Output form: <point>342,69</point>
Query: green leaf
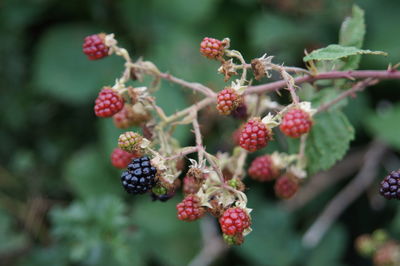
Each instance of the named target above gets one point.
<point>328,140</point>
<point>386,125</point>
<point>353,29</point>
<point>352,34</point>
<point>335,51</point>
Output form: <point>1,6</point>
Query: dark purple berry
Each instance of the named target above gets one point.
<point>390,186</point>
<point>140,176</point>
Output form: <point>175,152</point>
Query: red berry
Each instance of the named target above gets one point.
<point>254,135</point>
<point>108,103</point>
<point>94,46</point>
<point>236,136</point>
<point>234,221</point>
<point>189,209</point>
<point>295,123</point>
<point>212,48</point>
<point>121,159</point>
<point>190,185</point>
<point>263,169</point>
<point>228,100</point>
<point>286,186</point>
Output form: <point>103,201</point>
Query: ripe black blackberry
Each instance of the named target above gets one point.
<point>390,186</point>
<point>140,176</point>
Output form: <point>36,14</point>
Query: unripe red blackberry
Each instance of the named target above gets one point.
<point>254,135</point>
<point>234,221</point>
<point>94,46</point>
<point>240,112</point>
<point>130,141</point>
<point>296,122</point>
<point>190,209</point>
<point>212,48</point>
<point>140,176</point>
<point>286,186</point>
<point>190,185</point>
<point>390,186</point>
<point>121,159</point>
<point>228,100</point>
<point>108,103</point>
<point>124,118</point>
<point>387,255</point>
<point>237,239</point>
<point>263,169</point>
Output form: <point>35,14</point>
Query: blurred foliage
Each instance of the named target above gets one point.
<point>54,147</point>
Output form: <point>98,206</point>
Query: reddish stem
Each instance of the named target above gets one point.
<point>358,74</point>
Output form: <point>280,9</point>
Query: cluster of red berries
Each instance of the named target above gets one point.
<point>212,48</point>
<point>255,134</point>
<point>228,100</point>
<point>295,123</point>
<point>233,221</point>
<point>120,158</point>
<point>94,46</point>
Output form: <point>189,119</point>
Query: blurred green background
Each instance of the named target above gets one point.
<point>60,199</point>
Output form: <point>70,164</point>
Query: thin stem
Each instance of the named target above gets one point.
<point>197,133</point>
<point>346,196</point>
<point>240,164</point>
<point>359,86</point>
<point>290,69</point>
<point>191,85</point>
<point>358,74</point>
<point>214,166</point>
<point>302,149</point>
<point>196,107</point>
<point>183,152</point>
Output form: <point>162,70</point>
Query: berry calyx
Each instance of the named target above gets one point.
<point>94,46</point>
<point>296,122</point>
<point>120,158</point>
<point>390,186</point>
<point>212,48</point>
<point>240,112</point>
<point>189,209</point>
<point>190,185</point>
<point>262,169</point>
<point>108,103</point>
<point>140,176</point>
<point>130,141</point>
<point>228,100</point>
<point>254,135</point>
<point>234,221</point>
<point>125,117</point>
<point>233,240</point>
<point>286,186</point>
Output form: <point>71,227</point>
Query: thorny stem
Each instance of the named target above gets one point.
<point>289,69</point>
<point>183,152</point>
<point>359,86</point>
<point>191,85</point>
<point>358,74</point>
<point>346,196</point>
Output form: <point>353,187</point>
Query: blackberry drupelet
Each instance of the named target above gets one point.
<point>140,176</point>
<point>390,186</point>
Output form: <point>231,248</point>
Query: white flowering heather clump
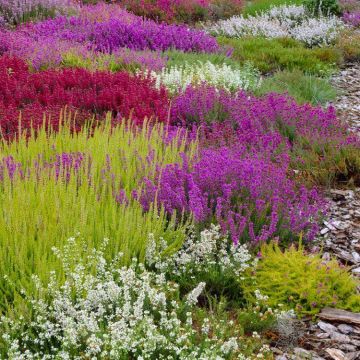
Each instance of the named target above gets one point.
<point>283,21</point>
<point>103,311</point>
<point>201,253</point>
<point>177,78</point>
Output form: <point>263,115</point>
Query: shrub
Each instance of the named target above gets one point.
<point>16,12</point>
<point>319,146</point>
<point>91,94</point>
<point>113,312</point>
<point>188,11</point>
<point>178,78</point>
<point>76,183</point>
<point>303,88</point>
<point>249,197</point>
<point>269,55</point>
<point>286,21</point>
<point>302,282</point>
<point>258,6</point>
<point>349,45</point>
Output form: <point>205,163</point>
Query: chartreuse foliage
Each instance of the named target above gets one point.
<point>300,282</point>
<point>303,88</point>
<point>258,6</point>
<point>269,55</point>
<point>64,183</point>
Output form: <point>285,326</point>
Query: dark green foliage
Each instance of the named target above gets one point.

Task statement →
Update the entire listing above so that "named target" becomes "named object" everywhere, keeping every other line unchanged. Leave the pictures out.

Task answer →
Output form: <point>342,69</point>
Query: green leaf
Each instance of the named object above gets one point.
<point>328,140</point>
<point>386,125</point>
<point>353,29</point>
<point>352,34</point>
<point>335,51</point>
Output form: <point>1,6</point>
Query: dark purple berry
Each instance of the named object above gets one point.
<point>390,186</point>
<point>140,176</point>
Output form: <point>175,152</point>
Query: red berry
Each instance of the named object above gets one point.
<point>254,135</point>
<point>108,103</point>
<point>94,46</point>
<point>236,136</point>
<point>234,221</point>
<point>189,209</point>
<point>295,123</point>
<point>212,48</point>
<point>121,159</point>
<point>190,185</point>
<point>263,169</point>
<point>228,100</point>
<point>286,186</point>
Output form: <point>103,201</point>
Query: ripe black blackberry
Each instance of the named object above gets one point.
<point>390,186</point>
<point>140,176</point>
Output form: <point>36,14</point>
Query: unripe red blackberry
Each instance of the named object above gets one point.
<point>254,135</point>
<point>234,221</point>
<point>94,46</point>
<point>240,112</point>
<point>130,141</point>
<point>296,122</point>
<point>190,209</point>
<point>212,48</point>
<point>140,176</point>
<point>286,186</point>
<point>190,185</point>
<point>390,186</point>
<point>121,159</point>
<point>228,100</point>
<point>108,103</point>
<point>124,118</point>
<point>387,255</point>
<point>237,239</point>
<point>263,169</point>
Output form: <point>35,14</point>
Query: blurred foliage
Each instance of the named object above gets one point.
<point>54,147</point>
Output form: <point>98,206</point>
Query: reddish stem
Each instance of the named object above gets one point.
<point>358,74</point>
Output form: <point>280,9</point>
Query: cluster of red berries
Each instance of the named object above gets one point.
<point>212,48</point>
<point>255,134</point>
<point>228,100</point>
<point>295,123</point>
<point>233,221</point>
<point>120,158</point>
<point>94,46</point>
Output form: <point>189,119</point>
Query: blurred green background
Each instance of the named object above gets one point.
<point>60,199</point>
Output form: <point>70,164</point>
Query: thin stem
Each instance of the named object above gets one point.
<point>197,133</point>
<point>346,196</point>
<point>240,164</point>
<point>359,86</point>
<point>290,69</point>
<point>191,85</point>
<point>358,74</point>
<point>214,166</point>
<point>302,149</point>
<point>196,107</point>
<point>183,152</point>
Output form: <point>162,70</point>
Query: berry calyx
Each instance of the named object above gets one point.
<point>94,46</point>
<point>296,122</point>
<point>120,158</point>
<point>390,186</point>
<point>212,48</point>
<point>240,112</point>
<point>189,209</point>
<point>190,185</point>
<point>262,169</point>
<point>108,103</point>
<point>140,176</point>
<point>130,141</point>
<point>228,100</point>
<point>254,135</point>
<point>234,221</point>
<point>125,117</point>
<point>233,240</point>
<point>286,186</point>
Output form: <point>71,227</point>
Query: thorny stem
Each instance of the named object above gets one point.
<point>289,69</point>
<point>183,152</point>
<point>359,86</point>
<point>191,85</point>
<point>358,74</point>
<point>346,196</point>
Output form: <point>353,187</point>
Query: blackberry drupelet
Each instance of the named object above gets one point.
<point>140,176</point>
<point>390,186</point>
Output form: <point>231,248</point>
Query: white flowering heather clump
Each instance of the named object above gets one point.
<point>283,21</point>
<point>103,311</point>
<point>201,253</point>
<point>177,78</point>
Output form: <point>263,115</point>
Query: shrub
Each instance of the named object above gets one point.
<point>16,12</point>
<point>319,146</point>
<point>91,94</point>
<point>113,312</point>
<point>188,11</point>
<point>178,78</point>
<point>76,183</point>
<point>303,88</point>
<point>249,197</point>
<point>269,55</point>
<point>286,21</point>
<point>302,282</point>
<point>258,6</point>
<point>349,45</point>
Output form: <point>205,163</point>
Query: chartreuse foliage
Each instance of the named object above gets one point.
<point>300,282</point>
<point>303,88</point>
<point>258,6</point>
<point>269,55</point>
<point>64,183</point>
Output form: <point>285,326</point>
Query: dark green foliage
Each instance of the named object above gets one point.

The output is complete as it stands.